• _Text under study_
UI/IO thread hang reports have incorrectly been hidden for several milestones (years?!!!) |
|||||||
Issue descriptionChrome Version: M66 and forever before OS: All platforms we watch for hangs. With https://chromium-review.googlesource.com/c/chromium/src/+/743846 and https://chromium-review.googlesource.com/c/chromium/src/+/848355 I showed that removing StartWatching() calls from browser threads that are now unused resulted in a slew of hang reports (order of thousands per day in Canary instead of 1 or 2)... Investigating this revealed a very scary result : we have been ignoring many hang reports for a while (forever?!) In ThreadWatcher::GotNoResponse() -- invoked when a thread is unresponsive we have the following logic : // Crash the browser if the watched thread is to be crashed on hang and if the // number of other threads responding is less than or equal to // live_threads_threshold_ and at least one other thread is responding. if (crash_on_hang_ && responding_thread_count > 0 && responding_thread_count <= live_threads_threshold_) { |live_threads_threshold_| is a constant set to 2 (ref. kLiveThreadsThreshold) If more than |live_threads_threshold_| threads are responsive, we do NOT report the hang..! I do not understand why this was a good heuristic in the past but it clearly doesn't work now because we have 3 BrowserThreads that have fully been migrated to TaskScheduler (and now do *nothing* but make the ThreadWatcher happy..!) I suspect this was a problem before the migration to TaskScheduler as well because these threads can be fairly idle after startup and them being responsive doesn't seem to me like a good reason to hide a hang report on UI/IO threads..! I'll go ahead and remove |live_threads_threshold_|, expect a slew of *REAL* hang reports..! I'm also dubious about |responding_thread_count > 0| (i.e. only report the hang if other threads are responsive). I guess this is to avoid reporting hangs when _everything_ is slow. I'll leave that in for now which will mean that UI thread will report a hang so long as IO thread is responsive and vice-versa.
,
Jan 22 2018
Wow, so a ton of these hangs weren't being reported. +pam for visibility.

• _Record excerpts_
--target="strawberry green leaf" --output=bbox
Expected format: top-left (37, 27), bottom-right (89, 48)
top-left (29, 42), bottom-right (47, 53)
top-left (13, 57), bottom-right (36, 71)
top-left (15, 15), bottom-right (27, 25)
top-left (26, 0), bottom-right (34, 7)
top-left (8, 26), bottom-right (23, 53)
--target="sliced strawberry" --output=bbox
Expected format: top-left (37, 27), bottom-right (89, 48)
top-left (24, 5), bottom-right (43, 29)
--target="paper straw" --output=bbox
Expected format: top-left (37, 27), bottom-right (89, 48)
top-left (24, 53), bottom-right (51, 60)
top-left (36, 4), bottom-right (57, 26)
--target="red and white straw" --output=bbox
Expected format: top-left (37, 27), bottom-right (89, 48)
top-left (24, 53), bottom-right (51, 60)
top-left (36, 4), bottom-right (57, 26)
...
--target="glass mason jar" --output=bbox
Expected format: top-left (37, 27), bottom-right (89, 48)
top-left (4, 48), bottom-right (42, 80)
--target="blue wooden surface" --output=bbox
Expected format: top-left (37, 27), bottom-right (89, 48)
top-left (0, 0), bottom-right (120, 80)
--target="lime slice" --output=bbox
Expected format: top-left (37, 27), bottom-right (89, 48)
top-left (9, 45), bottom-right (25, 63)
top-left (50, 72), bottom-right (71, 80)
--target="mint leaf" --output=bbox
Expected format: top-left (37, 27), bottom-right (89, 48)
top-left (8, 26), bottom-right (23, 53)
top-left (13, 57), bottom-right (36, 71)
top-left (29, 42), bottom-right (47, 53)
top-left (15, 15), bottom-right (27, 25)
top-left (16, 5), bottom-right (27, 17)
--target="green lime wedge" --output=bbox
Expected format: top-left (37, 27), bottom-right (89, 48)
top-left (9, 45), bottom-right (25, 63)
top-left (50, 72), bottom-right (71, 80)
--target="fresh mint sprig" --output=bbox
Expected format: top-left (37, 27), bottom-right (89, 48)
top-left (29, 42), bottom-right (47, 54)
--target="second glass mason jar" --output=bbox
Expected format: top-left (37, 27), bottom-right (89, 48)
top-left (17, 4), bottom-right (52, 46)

• _Questions to answer_
1 – Decide whether each statement below agrees with the Chromium hang-report issue. Answer yes or no for each, and quote the words from the issue that decide it.
(a) The value of live_threads_threshold_ is fixed at 2.
(b) The author intends to remove the check that requires other threads to be responding.
(c) Removing the StartWatching() calls led to fewer hang reports.
2 – Continue the Chromium hang-report thread from the point where it stops.

• _Task results_
1 –
(a) Yes: "|live_threads_threshold_| is a constant set to 2 (ref. kLiveThreadsThreshold)"
(b) No: "I'll leave that in for now"
(c) No: "resulted in a slew of hang reports (order of thousands per day in Canary instead of 1 or 2)"

2 –
,
Jan 22 2018
So I found this in the thread_watcher.h docs: // |live_threads_threshold| specifies the maximum number of browser threads // that have to be responsive when we want to crash the browser because of // hung watched thread. This threshold allows us to either look for a system // deadlock, or look for a solo hung thread. A small live_threads_threshold // looks for a broad deadlock (few browser threads left running), and a large // threshold looks for a single hung thread (this in only appropriate for a // thread that *should* never have much jank, such as the IO). Turns out the only two browser threads that were being watched for hangs were UI/IO and they were using a small live_threads_threshold... whoopsie, that's the opposite of what the documentation says (not that I blame anyone, this is all very hard to parse)..!
,
Jan 22 2018
+rtenneti for comment, in case there's any context we're missing somehow.
,
Jan 22 2018
The following revision refers to this bug: https://chromium.googlesource.com/chromium/src.git/+/0ce1d29679f777b676fab9bbabeb90f22494083b commit 0ce1d29679f777b676fab9bbabeb90f22494083b Author: Gabriel Charette <gab@chromium.org> Date: Mon Jan 22 18:00:44 2018 Make ThreadWatcherList::kLiveThreadsThreshold the maximum number of threads. This CL is *expected* to cause a surge of hang reports on the UI and IO threads. Those are *real* hangs!!! This was miconfigured for years. This parameter will be removed in a follow-up cleanup but for now bump it to the maximum number of browser threads to prove the diagnosis in crbug.com/804345 R=asvitkine@chromium.org Bug: 804345 Change-Id: I3258e85020b13e2c51cafbcf2b1d50d212327bcc Reviewed-on: https://chromium-review.googlesource.com/878825 Reviewed-by: Alexei Svitkine <asvitkine@chromium.org> Commit-Queue: Gabriel Charette <gab@chromium.org> Cr-Commit-Position: refs/heads/master@{#530909} [modify] https://crrev.com/0ce1d29679f777b676fab9bbabeb90f22494083b/chrome/browser/metrics/thread_watcher.cc
,
Jan 22 2018
Is this going to be so many that we need additional throttling, or to adjust our current throttling behavior to avoid washing out other reports?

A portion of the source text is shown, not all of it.